▶ **Prompt 1**: Extract every line of the dataset entries below that contains the string "tree". Case counts, so copy only lines where it appears with that exact capitalization.

▶ **Text block**:
Jesus said in Matthew 15:8 to 9, “ ‘This people honors Me with their lips, but their heart is far away from Me. 9But in vain do they worship Me, teaching as doctrines the precepts of men.’ ” You can hide who you really are from your boss, you can hide it from the other moms, you can even hide it from your small group leader at church–but you cannot hide it from God. He knows your heart. And stay with me–you cannot hide if from your children, because they know the real you.

There is much conversation about why so many abandon the Church at age 18, leaving the things of God behind and deconstructing their faith–so much about what is wrong in our churches and what do we need to do to fix that problem. Let me help you here. There is no greater reason that teenagers leave the Church and abandon their faith than the hypocrisy in their own home. You can tell them to follow God’s ways. You can preach obedience until you are blue in the face, but they are watching you–they know the real you.

They are sitting in the backseat listening as you fight. They can hear you yelling at each other in the next room. They know what you watch on TV. They know if your Bible sits on the shelf, only coming out for its weekly trip to church. There is nothing that confuses a child more than the hypocrisy of their own parents. Parents say much more to their kids by their lives than by their words.–Kristen Welch

Oh friend, we must take steps today–for the sake of our children, for the sake of our own souls. This is front and center. This is the crux of it all. Verse 5, “You shall love the Lord your God with all your heart and with all your soul and with all your might.” It flows from the heart and encapsulates the whole being. It holds nothing back. It gives all to Him. Notice the word “all” repeated three times, as if to emphasize, to prioritize. Love is raised to the third power, showing its supremacy, its completeness. There are no competitors, no rivals, no seconds-it is total. It is complete.

▶ **Prompt 2**: Carry the passage on parents' faith and hypocrisy at home further, starting right after its final sentence.

[Dataset entries]
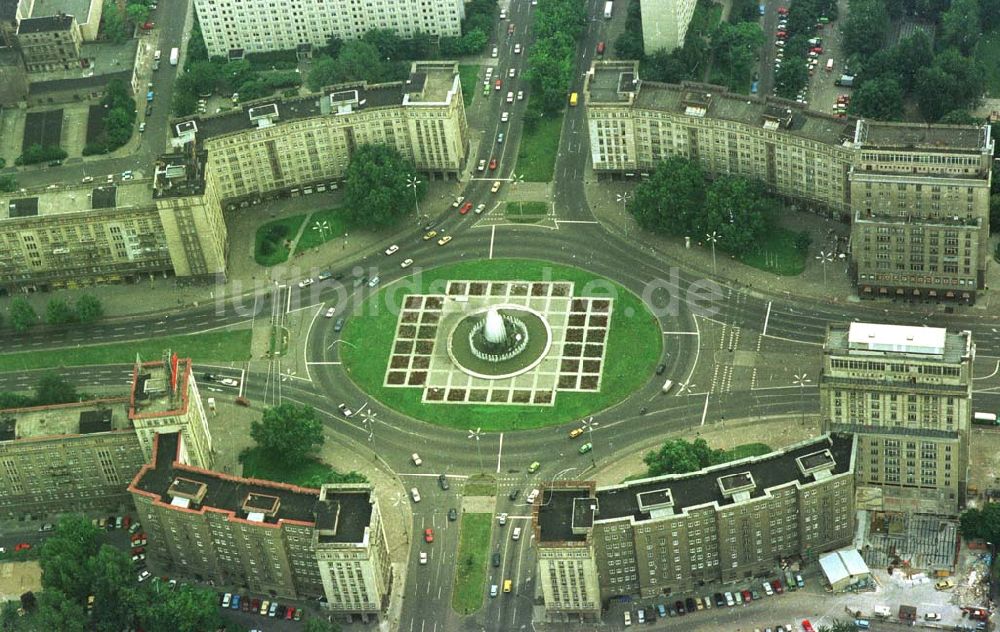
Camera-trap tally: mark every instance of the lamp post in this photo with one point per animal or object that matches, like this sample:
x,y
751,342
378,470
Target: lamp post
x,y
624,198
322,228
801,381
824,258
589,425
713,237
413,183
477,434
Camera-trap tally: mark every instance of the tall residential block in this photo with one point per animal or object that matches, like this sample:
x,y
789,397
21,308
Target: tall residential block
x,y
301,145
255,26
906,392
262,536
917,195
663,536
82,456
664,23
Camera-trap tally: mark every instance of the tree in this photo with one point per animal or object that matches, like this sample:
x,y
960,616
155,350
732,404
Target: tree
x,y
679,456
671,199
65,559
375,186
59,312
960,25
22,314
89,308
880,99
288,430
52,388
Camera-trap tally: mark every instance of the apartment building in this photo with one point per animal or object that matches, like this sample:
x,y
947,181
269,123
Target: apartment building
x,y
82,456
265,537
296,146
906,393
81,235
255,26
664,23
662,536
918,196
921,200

--

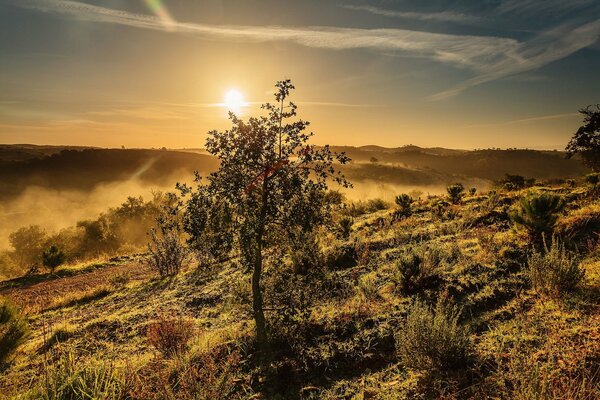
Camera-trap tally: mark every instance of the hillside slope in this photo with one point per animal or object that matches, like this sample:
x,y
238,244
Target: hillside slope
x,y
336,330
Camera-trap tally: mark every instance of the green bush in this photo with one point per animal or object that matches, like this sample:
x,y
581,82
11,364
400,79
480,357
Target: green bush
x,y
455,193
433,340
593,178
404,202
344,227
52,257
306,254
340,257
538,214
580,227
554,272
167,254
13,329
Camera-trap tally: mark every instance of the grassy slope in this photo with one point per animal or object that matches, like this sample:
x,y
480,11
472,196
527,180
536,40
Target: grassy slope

▶ **Response 1**:
Camera-trap tally: mark every instance of the tree in this photo with one point per animal or object that matches, like this sample:
Target: tree

▶ **Response 2**:
There are no rogue desires. No secret sins. No other loves–all are rooted out and thoroughly abandoned. There is only God–He alone is worthy. He demands our complete attention and total worship. This is the testimony that all must have. It is the command that all must follow. And if you want to know why, refer back to point 2. It is because of who He is–the God of Israel who by His own power and because of His lovingkindness rescued His people from slavery in Egypt. He released them from bondage, drew near to them and gave them life.

So it is with us–He has saved us by His own power and because of His lovingkindness. He has rescued us from the slavery of sin and its eternally destructive power, and has drawn near to us, paying the penalty of our sin and making us alive together with Christ, so that we could be Him both now and forever. Hear, O Christian of Faith Bible Church, and listen to the declaration–this is the one true God, and He is to be loved and worshipped and obeyed.

Is there a question in your family about what you love most? If I asked your spouse, what would they say? If I asked your kids, what would they say? The home is the true indicator of where your love truly lies. There are three simple tests to determine where our affections are–your calendar, your bank account, and your mouth. If Christ is first, then he will be on our lips. If Christ is first, it will be reflected in how we spend our time. If Christ is first, it will be reflected in how we spend our money.

Love for Christ cannot be manufactured. It cannot be contrived–for either you love Christ and your family is oriented around Him or it is not. This is the crux of this message and this is the key to parenting. It is not about self-help–ten steps to being a better parent. It is not about the five parenting books you have on your shelf. It is about this one thing, this singular priority. The direction that your family moves in will be dictated by those things that you love and those things that are precious to you.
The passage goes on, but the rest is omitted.